**Exercise requirements**
How many lines in the entries below contain the word "player"? Match case exactly, and reply with the count alone.

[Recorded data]

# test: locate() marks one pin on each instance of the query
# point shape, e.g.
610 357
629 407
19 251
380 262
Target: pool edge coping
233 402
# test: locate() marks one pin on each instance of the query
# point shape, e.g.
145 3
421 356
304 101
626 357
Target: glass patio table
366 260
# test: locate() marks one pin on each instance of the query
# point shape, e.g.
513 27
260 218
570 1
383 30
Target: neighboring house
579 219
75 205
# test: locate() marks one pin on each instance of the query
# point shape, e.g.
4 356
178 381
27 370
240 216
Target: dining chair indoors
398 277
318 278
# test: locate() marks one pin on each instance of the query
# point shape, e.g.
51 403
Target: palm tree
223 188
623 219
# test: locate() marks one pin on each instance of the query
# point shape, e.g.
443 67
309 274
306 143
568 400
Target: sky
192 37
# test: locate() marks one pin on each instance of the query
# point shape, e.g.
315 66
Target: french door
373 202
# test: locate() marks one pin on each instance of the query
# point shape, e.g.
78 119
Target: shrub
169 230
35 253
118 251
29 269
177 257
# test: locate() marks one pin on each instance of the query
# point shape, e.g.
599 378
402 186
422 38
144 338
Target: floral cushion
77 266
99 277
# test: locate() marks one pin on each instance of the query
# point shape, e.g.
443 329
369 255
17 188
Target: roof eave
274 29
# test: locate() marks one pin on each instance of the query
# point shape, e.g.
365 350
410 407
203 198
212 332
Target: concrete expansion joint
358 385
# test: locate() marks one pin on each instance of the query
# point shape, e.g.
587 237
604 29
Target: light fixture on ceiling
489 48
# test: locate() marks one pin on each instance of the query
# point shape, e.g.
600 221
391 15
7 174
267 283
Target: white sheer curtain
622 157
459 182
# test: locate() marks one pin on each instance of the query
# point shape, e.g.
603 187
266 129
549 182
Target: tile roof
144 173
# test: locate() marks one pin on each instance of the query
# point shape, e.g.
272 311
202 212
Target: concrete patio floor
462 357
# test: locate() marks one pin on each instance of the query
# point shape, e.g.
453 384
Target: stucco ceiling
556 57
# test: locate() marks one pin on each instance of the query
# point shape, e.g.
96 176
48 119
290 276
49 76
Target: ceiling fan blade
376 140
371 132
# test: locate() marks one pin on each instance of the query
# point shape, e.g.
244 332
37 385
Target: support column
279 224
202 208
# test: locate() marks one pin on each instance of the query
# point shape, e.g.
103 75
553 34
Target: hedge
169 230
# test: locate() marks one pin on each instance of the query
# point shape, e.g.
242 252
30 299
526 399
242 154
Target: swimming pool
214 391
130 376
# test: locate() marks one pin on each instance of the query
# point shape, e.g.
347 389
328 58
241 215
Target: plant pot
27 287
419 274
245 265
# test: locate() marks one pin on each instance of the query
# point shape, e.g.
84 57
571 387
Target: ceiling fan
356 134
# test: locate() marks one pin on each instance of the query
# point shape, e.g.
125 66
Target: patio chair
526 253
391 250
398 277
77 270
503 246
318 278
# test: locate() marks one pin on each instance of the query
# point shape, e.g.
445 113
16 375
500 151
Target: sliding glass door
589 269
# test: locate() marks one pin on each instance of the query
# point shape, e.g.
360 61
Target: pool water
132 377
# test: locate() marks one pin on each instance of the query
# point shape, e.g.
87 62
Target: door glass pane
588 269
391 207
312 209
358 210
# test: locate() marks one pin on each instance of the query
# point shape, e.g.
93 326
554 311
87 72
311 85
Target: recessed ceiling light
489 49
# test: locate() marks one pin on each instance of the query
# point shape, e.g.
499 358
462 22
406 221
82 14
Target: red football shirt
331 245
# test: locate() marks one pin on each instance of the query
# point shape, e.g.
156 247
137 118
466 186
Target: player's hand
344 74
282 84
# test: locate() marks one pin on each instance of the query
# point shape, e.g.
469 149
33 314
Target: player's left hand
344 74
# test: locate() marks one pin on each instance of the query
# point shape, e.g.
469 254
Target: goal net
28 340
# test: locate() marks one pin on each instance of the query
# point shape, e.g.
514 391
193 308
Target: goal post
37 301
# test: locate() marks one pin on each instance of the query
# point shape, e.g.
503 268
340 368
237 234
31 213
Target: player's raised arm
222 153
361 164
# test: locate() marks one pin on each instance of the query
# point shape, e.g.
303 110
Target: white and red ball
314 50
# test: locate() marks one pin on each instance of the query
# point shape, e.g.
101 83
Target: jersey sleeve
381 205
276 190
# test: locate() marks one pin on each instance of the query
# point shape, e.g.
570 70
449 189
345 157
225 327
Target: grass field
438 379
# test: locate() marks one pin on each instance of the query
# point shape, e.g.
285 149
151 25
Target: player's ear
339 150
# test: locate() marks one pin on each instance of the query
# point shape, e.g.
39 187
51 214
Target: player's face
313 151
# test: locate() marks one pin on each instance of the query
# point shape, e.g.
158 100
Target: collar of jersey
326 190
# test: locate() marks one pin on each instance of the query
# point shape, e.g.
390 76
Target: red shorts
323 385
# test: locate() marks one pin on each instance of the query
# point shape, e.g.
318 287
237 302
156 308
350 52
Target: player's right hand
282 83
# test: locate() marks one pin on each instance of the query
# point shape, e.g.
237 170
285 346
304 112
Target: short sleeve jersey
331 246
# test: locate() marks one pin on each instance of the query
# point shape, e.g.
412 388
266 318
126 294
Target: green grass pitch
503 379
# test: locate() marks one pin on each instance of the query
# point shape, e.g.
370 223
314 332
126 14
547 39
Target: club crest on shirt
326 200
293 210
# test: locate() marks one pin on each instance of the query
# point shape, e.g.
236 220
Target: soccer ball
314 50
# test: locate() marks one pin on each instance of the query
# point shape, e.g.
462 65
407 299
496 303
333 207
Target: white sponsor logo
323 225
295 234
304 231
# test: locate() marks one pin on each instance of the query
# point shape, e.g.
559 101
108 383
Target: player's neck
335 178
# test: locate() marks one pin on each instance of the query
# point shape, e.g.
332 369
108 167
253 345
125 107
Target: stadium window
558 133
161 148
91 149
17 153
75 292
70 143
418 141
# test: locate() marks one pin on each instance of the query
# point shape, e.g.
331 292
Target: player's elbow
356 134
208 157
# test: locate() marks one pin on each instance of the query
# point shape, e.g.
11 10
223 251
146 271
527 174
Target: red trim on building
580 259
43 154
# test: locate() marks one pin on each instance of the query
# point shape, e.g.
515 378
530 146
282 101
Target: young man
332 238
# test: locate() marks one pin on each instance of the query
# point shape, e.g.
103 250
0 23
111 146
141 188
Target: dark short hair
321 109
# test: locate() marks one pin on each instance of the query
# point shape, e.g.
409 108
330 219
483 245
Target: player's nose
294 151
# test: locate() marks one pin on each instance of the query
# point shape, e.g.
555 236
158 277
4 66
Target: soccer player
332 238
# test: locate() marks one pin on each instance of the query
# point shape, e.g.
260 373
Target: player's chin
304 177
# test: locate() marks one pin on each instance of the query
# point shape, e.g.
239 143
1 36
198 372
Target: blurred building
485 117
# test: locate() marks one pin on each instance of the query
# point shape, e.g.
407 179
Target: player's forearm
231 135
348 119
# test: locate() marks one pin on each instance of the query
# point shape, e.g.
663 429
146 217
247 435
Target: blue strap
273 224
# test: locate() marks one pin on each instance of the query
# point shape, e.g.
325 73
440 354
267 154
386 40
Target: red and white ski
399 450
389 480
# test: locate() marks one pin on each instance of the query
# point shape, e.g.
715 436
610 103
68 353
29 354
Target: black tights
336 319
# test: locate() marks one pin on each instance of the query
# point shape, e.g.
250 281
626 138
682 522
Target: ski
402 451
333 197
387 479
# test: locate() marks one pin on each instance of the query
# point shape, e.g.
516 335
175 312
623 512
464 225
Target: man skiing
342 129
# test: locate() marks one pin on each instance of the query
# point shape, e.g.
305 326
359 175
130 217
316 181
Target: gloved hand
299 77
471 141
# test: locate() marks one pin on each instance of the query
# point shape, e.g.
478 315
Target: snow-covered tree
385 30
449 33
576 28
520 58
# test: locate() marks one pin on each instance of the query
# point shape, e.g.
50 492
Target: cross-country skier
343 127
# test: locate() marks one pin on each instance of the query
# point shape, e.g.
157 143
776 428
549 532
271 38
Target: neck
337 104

**Solution for this exercise**
12